Task to complete: Using the records that follow, copy every line containing the word "dalbros".

(Saved entries)
*****

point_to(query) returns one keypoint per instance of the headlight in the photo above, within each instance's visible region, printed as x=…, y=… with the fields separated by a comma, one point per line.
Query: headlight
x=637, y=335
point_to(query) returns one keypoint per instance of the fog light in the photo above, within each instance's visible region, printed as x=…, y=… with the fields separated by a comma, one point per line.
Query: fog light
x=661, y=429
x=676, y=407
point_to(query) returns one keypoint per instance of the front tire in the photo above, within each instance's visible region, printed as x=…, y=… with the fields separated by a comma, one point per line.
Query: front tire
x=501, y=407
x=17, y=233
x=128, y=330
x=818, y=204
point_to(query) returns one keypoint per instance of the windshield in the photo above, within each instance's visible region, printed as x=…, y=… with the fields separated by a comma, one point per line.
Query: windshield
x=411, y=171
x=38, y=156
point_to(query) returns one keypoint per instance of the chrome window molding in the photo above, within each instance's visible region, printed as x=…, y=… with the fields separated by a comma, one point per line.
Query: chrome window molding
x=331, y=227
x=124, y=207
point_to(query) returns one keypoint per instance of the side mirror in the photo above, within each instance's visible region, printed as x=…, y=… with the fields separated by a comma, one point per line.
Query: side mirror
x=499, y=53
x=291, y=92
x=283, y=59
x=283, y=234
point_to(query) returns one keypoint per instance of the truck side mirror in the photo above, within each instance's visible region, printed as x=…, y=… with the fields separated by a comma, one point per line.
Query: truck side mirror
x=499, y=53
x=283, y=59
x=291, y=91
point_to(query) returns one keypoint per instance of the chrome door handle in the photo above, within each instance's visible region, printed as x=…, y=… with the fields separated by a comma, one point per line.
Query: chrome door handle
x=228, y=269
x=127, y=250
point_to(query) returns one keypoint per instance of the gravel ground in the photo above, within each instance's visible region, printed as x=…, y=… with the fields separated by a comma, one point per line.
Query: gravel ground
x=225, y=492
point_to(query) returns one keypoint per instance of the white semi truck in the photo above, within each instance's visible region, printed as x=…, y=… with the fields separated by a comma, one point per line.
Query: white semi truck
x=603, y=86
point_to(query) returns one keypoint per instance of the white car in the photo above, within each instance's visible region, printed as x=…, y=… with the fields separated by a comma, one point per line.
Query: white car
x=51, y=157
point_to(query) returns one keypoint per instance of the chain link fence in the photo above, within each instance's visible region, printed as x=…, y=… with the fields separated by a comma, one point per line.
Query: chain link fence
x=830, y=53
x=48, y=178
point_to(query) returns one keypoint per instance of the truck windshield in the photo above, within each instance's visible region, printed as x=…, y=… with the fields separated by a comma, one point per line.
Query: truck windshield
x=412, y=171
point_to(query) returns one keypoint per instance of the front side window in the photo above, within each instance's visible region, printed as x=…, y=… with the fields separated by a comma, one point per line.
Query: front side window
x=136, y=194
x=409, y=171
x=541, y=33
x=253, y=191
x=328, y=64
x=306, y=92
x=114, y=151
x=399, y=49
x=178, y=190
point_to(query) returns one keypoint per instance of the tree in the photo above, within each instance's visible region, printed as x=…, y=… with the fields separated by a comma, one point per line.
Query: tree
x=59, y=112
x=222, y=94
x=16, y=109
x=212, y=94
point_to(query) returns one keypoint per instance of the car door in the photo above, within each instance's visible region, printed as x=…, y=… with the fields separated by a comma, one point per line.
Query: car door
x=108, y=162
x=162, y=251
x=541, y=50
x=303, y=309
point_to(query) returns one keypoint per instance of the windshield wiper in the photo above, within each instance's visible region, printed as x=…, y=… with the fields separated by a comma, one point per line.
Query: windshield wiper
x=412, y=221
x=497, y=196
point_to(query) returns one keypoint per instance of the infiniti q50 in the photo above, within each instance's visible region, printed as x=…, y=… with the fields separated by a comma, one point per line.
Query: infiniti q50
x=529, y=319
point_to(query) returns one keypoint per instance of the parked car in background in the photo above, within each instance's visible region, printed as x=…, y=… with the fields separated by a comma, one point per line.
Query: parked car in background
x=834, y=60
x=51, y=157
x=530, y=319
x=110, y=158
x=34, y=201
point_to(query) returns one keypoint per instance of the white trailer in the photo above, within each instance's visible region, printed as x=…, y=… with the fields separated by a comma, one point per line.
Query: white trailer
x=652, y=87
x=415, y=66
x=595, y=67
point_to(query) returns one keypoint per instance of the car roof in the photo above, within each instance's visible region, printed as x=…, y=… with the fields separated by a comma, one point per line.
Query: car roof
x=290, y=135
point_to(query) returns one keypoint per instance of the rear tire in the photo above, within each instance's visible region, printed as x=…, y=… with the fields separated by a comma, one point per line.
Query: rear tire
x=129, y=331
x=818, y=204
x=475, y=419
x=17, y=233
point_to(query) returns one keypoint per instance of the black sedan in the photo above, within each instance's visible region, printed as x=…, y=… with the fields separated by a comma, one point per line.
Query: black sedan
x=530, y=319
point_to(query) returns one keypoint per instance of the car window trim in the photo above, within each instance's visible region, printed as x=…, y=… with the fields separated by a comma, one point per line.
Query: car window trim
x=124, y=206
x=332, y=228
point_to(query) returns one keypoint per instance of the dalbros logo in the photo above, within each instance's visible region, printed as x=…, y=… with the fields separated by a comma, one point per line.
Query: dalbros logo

*****

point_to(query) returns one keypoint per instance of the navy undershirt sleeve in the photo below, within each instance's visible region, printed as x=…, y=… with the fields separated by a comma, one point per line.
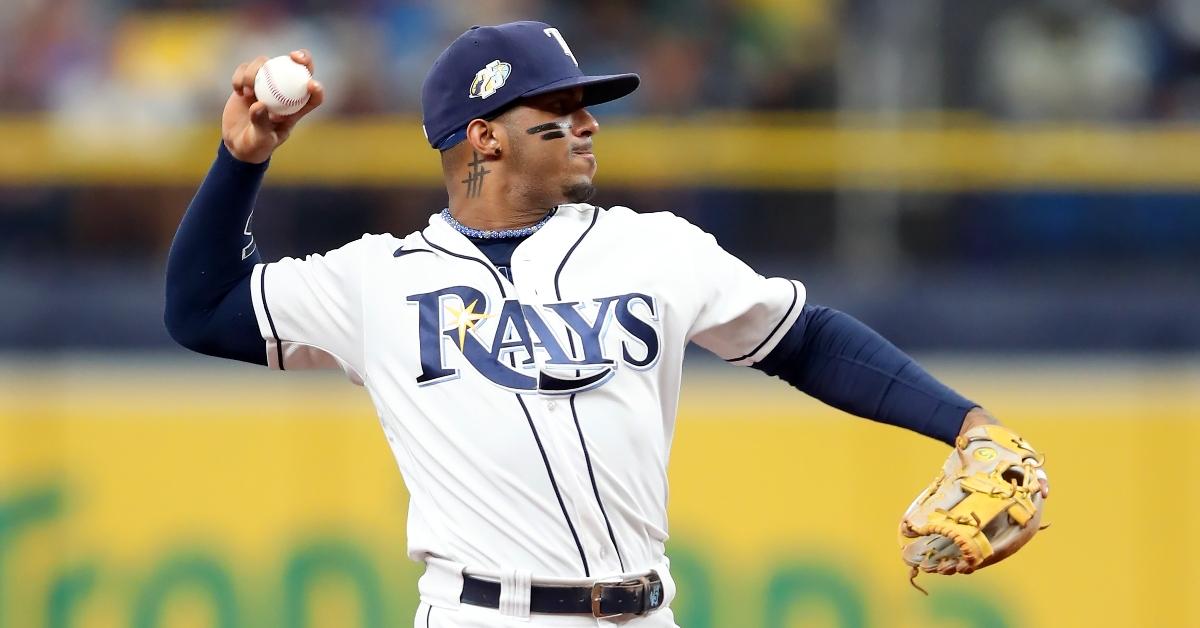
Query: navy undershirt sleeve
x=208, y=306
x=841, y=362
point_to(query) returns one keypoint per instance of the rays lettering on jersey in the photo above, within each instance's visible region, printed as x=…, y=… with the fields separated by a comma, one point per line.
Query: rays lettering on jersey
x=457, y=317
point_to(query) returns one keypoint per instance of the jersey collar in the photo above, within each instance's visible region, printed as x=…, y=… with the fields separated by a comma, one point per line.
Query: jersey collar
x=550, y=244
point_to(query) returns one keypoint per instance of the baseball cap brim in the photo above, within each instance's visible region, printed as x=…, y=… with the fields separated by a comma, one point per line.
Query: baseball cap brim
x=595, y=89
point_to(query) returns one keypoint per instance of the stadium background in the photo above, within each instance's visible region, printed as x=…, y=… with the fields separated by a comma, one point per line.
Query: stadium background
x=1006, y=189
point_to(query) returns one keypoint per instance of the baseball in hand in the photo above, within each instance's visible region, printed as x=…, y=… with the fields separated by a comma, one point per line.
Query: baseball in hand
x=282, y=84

*****

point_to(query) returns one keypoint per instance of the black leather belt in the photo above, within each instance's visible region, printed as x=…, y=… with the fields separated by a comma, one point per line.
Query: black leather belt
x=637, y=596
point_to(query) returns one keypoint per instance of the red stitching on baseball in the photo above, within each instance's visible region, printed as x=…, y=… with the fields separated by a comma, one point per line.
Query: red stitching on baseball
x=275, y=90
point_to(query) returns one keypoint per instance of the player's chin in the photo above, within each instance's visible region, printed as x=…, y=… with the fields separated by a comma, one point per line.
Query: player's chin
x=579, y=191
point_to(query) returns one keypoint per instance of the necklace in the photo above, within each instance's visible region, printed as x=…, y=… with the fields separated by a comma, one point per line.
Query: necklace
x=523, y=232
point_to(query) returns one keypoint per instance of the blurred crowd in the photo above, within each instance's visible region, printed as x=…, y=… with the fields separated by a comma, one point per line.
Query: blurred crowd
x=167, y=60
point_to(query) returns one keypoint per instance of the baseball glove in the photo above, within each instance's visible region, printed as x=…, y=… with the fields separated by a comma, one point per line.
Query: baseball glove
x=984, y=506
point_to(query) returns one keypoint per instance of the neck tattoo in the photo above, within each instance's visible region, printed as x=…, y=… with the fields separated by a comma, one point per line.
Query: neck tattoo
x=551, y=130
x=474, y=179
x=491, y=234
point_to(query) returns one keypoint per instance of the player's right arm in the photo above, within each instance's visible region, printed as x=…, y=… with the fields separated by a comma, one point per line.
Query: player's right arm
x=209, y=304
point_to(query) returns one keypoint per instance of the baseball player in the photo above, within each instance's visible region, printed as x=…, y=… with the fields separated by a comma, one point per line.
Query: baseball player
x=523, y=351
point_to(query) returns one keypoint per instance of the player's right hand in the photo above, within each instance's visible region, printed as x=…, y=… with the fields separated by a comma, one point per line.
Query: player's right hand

*****

Task result:
point_to(query) returns one keypoint per instance of the dalbros logo in the photo above, within each instance's visible region, printed as x=…, y=… with the fields separated by a comma, one point per line.
Query: dalbros logo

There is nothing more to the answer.